- Goal of the exercise
Provide only the number of lines below in which the string "overcast" occurs.

───── Data listing

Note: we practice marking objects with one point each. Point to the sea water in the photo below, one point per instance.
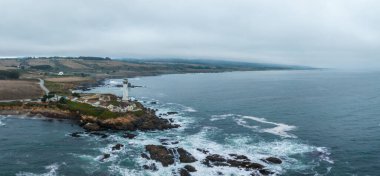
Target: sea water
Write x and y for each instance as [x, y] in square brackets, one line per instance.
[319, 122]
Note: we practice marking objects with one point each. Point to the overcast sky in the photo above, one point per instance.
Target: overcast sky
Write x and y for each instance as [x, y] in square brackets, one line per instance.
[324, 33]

──────────
───── Data listing

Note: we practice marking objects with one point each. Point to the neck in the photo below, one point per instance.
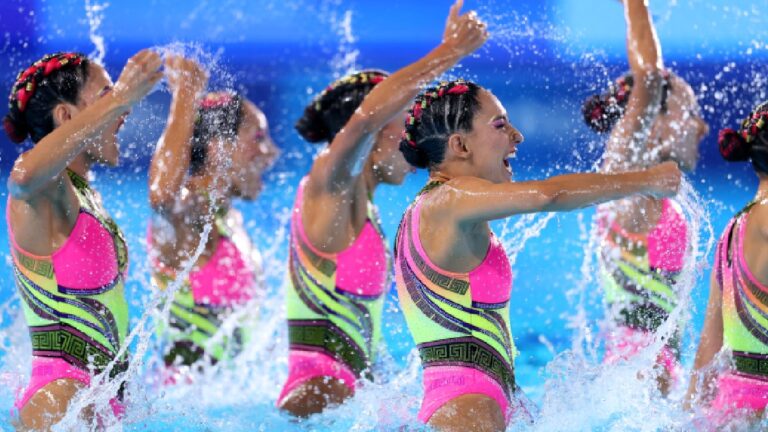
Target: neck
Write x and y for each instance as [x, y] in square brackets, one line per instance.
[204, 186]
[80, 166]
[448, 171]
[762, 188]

──────────

- Answer section
2